### Instructions to follow
Type out all the records word for word. Any pictures are to be left out.

### Exercise input
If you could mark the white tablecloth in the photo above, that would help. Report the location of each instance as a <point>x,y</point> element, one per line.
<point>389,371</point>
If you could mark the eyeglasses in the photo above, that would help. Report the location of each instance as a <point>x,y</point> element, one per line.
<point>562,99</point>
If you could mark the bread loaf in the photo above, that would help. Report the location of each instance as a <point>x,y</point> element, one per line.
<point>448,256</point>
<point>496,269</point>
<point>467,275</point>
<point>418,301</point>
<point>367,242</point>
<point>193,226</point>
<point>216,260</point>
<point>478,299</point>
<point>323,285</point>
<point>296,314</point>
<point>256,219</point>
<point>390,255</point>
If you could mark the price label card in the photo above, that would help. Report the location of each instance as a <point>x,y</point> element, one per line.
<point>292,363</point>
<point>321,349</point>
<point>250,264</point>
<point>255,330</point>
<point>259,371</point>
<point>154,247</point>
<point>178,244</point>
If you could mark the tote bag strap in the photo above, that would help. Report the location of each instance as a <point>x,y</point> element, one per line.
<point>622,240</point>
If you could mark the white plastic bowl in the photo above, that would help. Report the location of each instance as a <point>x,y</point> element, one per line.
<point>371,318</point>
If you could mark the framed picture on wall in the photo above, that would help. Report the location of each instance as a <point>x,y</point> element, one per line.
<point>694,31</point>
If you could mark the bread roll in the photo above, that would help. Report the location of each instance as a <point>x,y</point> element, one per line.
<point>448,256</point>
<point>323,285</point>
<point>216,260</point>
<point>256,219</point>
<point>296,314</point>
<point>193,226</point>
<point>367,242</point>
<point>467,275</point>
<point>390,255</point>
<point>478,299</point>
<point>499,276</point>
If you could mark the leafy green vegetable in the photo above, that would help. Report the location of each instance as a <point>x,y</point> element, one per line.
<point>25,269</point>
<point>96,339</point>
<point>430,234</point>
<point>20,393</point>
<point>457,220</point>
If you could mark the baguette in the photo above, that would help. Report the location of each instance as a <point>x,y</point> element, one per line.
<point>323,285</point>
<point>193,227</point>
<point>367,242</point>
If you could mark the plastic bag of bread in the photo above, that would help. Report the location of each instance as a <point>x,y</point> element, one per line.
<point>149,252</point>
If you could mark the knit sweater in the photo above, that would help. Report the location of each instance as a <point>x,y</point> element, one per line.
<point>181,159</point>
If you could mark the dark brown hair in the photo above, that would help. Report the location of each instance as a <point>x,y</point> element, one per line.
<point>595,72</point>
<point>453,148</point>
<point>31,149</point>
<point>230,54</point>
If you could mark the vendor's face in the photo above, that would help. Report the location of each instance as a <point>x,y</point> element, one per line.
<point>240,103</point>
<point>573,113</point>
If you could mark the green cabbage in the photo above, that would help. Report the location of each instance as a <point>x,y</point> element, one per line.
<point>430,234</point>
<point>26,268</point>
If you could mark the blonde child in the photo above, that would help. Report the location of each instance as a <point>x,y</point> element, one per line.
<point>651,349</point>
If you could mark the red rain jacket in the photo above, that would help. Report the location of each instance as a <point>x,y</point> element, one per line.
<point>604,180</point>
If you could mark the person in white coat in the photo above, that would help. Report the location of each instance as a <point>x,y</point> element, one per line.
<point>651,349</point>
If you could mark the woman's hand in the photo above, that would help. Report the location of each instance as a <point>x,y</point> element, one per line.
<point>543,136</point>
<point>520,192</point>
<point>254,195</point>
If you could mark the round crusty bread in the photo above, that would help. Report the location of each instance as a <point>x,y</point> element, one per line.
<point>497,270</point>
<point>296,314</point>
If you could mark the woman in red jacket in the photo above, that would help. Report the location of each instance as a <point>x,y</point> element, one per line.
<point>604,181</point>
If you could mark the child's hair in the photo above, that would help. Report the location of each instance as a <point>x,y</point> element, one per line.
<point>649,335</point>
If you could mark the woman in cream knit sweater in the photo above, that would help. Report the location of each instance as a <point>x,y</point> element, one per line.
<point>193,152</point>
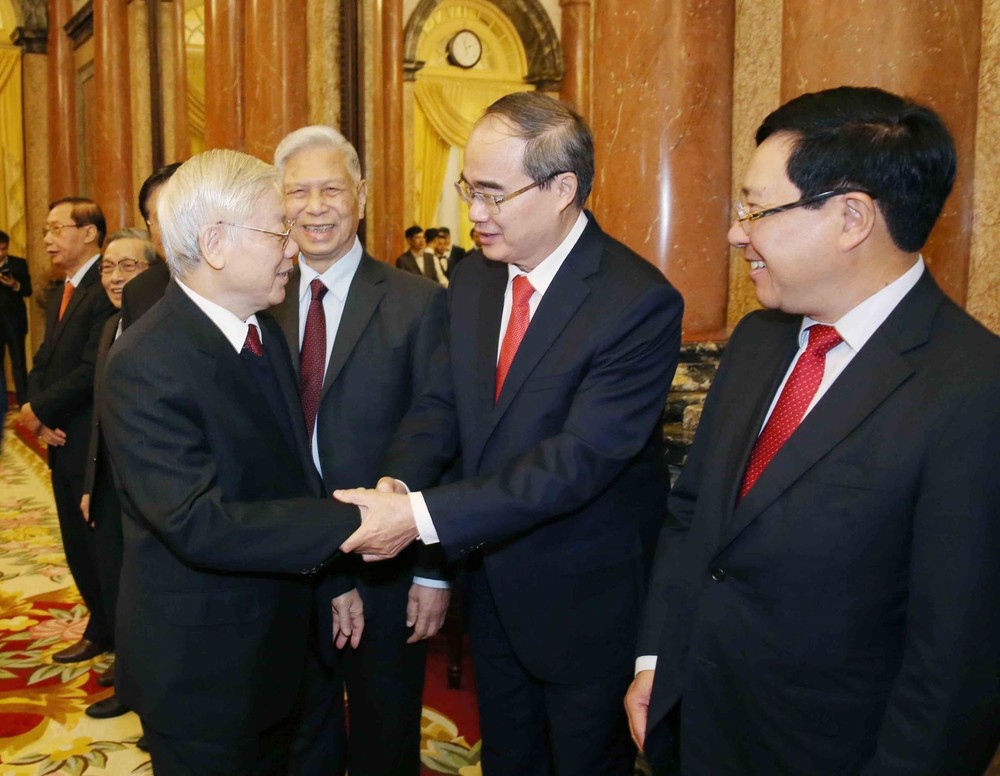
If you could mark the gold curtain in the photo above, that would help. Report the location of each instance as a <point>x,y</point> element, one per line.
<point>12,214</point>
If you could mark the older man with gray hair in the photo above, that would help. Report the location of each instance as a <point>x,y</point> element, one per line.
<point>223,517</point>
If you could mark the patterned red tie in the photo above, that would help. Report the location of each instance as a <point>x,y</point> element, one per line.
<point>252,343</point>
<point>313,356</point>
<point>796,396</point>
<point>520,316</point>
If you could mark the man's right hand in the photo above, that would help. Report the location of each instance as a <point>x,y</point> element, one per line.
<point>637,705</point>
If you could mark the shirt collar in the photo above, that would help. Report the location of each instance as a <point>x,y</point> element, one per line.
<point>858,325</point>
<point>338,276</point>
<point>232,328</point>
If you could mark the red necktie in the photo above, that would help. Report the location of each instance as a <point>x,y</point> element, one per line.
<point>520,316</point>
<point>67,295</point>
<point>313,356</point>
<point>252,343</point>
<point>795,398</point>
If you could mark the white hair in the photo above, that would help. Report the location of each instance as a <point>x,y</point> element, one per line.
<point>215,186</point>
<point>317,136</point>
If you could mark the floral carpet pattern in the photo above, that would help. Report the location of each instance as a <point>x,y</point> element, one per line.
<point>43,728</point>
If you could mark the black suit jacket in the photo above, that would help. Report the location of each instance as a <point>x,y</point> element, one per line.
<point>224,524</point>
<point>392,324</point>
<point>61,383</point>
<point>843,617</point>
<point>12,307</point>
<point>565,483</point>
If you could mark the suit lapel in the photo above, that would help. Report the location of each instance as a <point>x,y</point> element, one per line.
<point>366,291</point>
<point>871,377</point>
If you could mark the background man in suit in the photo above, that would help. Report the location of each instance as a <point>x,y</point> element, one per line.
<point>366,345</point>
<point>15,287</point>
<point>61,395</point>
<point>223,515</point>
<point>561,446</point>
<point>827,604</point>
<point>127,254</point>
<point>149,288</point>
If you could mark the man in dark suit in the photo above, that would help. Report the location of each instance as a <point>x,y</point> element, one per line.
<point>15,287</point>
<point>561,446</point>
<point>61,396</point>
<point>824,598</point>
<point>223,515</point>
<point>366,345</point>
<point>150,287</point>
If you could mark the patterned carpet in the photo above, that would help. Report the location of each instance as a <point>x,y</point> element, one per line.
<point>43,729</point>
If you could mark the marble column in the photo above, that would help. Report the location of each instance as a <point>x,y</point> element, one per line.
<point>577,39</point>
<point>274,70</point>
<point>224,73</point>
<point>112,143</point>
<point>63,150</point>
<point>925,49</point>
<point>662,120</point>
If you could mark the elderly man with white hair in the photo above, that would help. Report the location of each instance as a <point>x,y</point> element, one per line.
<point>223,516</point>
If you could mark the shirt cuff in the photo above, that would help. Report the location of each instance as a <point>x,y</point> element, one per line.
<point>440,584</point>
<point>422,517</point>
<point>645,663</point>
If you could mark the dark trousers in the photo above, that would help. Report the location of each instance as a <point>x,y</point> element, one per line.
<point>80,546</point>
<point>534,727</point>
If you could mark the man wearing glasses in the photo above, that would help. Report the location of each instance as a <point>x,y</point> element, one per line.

### Response for this exercise
If you could mark the white tablecloth in the photo above, that would help. Report the location of each instance as a <point>x,y</point> element, one per line.
<point>389,371</point>
If you could mark the eyeglasses in the photo above, that would help. Report the location of each instance as a <point>x,y</point> element, one per line.
<point>562,99</point>
If you could mark the bread loaf in the photo above, that would help. Report the location of each instance as a <point>x,y</point> element, one per line.
<point>448,256</point>
<point>496,269</point>
<point>467,275</point>
<point>418,301</point>
<point>367,242</point>
<point>193,226</point>
<point>216,260</point>
<point>478,299</point>
<point>323,285</point>
<point>296,314</point>
<point>256,219</point>
<point>390,255</point>
If you could mark the price label card in the photo above, that would help. Report the location of each instance as a <point>x,y</point> element, one per line.
<point>292,363</point>
<point>321,349</point>
<point>250,264</point>
<point>255,330</point>
<point>259,371</point>
<point>154,247</point>
<point>178,244</point>
If you could mark the tote bag strap in the photo above, that would help. Report the location of each instance as a <point>x,y</point> element, one per line.
<point>622,240</point>
If you could mark the white plastic bowl in the photo above, that would help. Report the location of each instance as a <point>x,y</point> element, one per line.
<point>371,318</point>
If you could mark the framed picture on wall in the photo above, that would help. Report the location of each instance as a <point>x,y</point> element, one per line.
<point>694,31</point>
If you could mark the bread roll in the photo above, that would help. Report the location of each instance as a <point>x,y</point> element, one per line.
<point>448,256</point>
<point>323,285</point>
<point>216,260</point>
<point>256,219</point>
<point>296,314</point>
<point>193,226</point>
<point>367,242</point>
<point>467,275</point>
<point>390,255</point>
<point>478,299</point>
<point>499,276</point>
If you could mark the leafy green vegetable in the photo above, that would help. Report the location of each instance as a <point>x,y</point> element, one per line.
<point>25,269</point>
<point>96,339</point>
<point>430,234</point>
<point>20,393</point>
<point>457,220</point>
If you could mark the baguette in the photo above, that would help. Report the location of each instance as a <point>x,y</point> element, one per line.
<point>323,285</point>
<point>193,227</point>
<point>367,242</point>
If you could mark the plastic bag of bread in the photo above, that would help. Report the location of each instance as a <point>x,y</point> element, one per line.
<point>149,252</point>
If you could mark the knit sweater in the photo above, that would help. Report the location of each instance as a <point>x,y</point> element, one per line.
<point>181,159</point>
If you could mark the dark brown hair in the photo above, that would help. Report the location of each instance as a <point>x,y</point> element, one per line.
<point>595,72</point>
<point>453,148</point>
<point>31,149</point>
<point>230,54</point>
If you could mark the vendor's face in the photo above, that would help. Report the location of each instance as a <point>x,y</point> element, one per line.
<point>240,103</point>
<point>573,113</point>
If you could mark the green cabbage in the photo above, that would help. Report the location of each instance as a <point>x,y</point> element, one per line.
<point>430,234</point>
<point>26,268</point>
If you could mark the blonde child in the photo above, that would help. Report the location of each instance as a <point>x,y</point> element, one per line.
<point>651,349</point>
If you could mark the red rain jacket in the photo above, that would help. Report the location of each instance as a <point>x,y</point> element, one per line.
<point>604,180</point>
If you could mark the person in white coat in the photo above, that would help. Report the location of each instance as a <point>x,y</point> element, one per line.
<point>651,349</point>
If you could mark the woman's hand in the photo above, that would help. Report the location of each instance as a <point>x,y</point> element, one per line.
<point>543,136</point>
<point>520,192</point>
<point>254,195</point>
If you could mark the round crusty bread in the photo above, that would help. Report the location of each instance as a <point>x,y</point> element, one per line.
<point>497,270</point>
<point>296,314</point>
If you could mark the woman in red jacket in the photo above, that would help. Report the location of each instance as a <point>x,y</point> element, one per line.
<point>604,181</point>
If you could mark the child's hair in the photo above, that would help. Report the location of each instance as a <point>x,y</point> element, one per line.
<point>649,335</point>
If you could mark the woman in cream knit sweater in the photo above, that would help. Report the location of each instance as a <point>x,y</point> element, one per line.
<point>193,152</point>
If you could mark the gold curtain in the photo above, that would help. Report the location of each instance as a <point>x,y</point> element, one per line.
<point>12,214</point>
If you could mark the older man with gray hair in the photo above, that would help. Report the location of each instance as a <point>x,y</point> element, one per line.
<point>223,517</point>
If you could mark the patterned red tie in the photo above, that would help. Report the location of each instance as a <point>x,y</point> element, one per line.
<point>252,343</point>
<point>313,356</point>
<point>796,396</point>
<point>520,316</point>
If you could mark the man's right hand in the photo above, that would help. Report the location of each instance as a <point>x,y</point> element, one per line.
<point>637,705</point>
If you could mark the shirt collar in the photo above, that would help. Report the location of each instance as a <point>x,y</point> element, one per line.
<point>858,325</point>
<point>338,276</point>
<point>232,328</point>
If you could mark the red necktie in the photo above, that would help. Report the location of each instance as a <point>x,y</point> element, one per line.
<point>520,316</point>
<point>67,295</point>
<point>313,356</point>
<point>252,343</point>
<point>795,398</point>
If you could mark the white hair in the photo above, that would help. Report the location of each instance as a <point>x,y</point> element, one per line.
<point>215,186</point>
<point>317,136</point>
If you could mark the floral carpet pattern in the photo above, that would help. Report the location of each instance as a <point>x,y</point> element, one per line.
<point>43,728</point>
If you could mark the black suit jacket in the photo above, that would help. Report the location of each instance as a <point>x,y</point> element, one per line.
<point>224,524</point>
<point>392,324</point>
<point>61,383</point>
<point>843,617</point>
<point>12,307</point>
<point>565,483</point>
If you could mark the suit lapel in the photo above, that would help. Report the location of each instance as a <point>x,y</point> element, one per line.
<point>366,291</point>
<point>871,377</point>
If you could mark the background man in suit in the photo above, that would help. Report the location of each instance as a <point>x,y</point> element, one per line.
<point>366,345</point>
<point>15,287</point>
<point>61,395</point>
<point>223,515</point>
<point>561,446</point>
<point>827,604</point>
<point>127,254</point>
<point>149,288</point>
If you could mark the man in dark suit in the photo above, that would help. Report the location of each instance as a <point>x,y</point> element, one per line.
<point>15,287</point>
<point>561,446</point>
<point>61,396</point>
<point>824,598</point>
<point>223,515</point>
<point>366,345</point>
<point>150,287</point>
If you could mark the patterned carpet in the photo above, that would help. Report the location of each instance as a <point>x,y</point> element, one per line.
<point>43,729</point>
If you could mark the marble column in the photo above, that would help. Report the location of each instance as a <point>x,y</point> element, one per line.
<point>577,39</point>
<point>274,70</point>
<point>224,73</point>
<point>112,143</point>
<point>63,150</point>
<point>925,49</point>
<point>662,120</point>
If you could mark the elderly man with white hair in the photo above, that would help. Report the location of each instance as a <point>x,y</point> element, one per line.
<point>223,516</point>
If you could mark the shirt cuff in the photo above, that would help. Report the location of each instance as a <point>x,y</point> element, one per line.
<point>440,584</point>
<point>422,517</point>
<point>645,663</point>
If you could mark the dark trousers in the photo above, that would help. Report the location of each instance as a <point>x,y</point> element, one per line.
<point>80,546</point>
<point>534,727</point>
If you could mark the man wearing glasses in the photo above, that would help. Report the location of each instance as a <point>x,y</point> element, one per line.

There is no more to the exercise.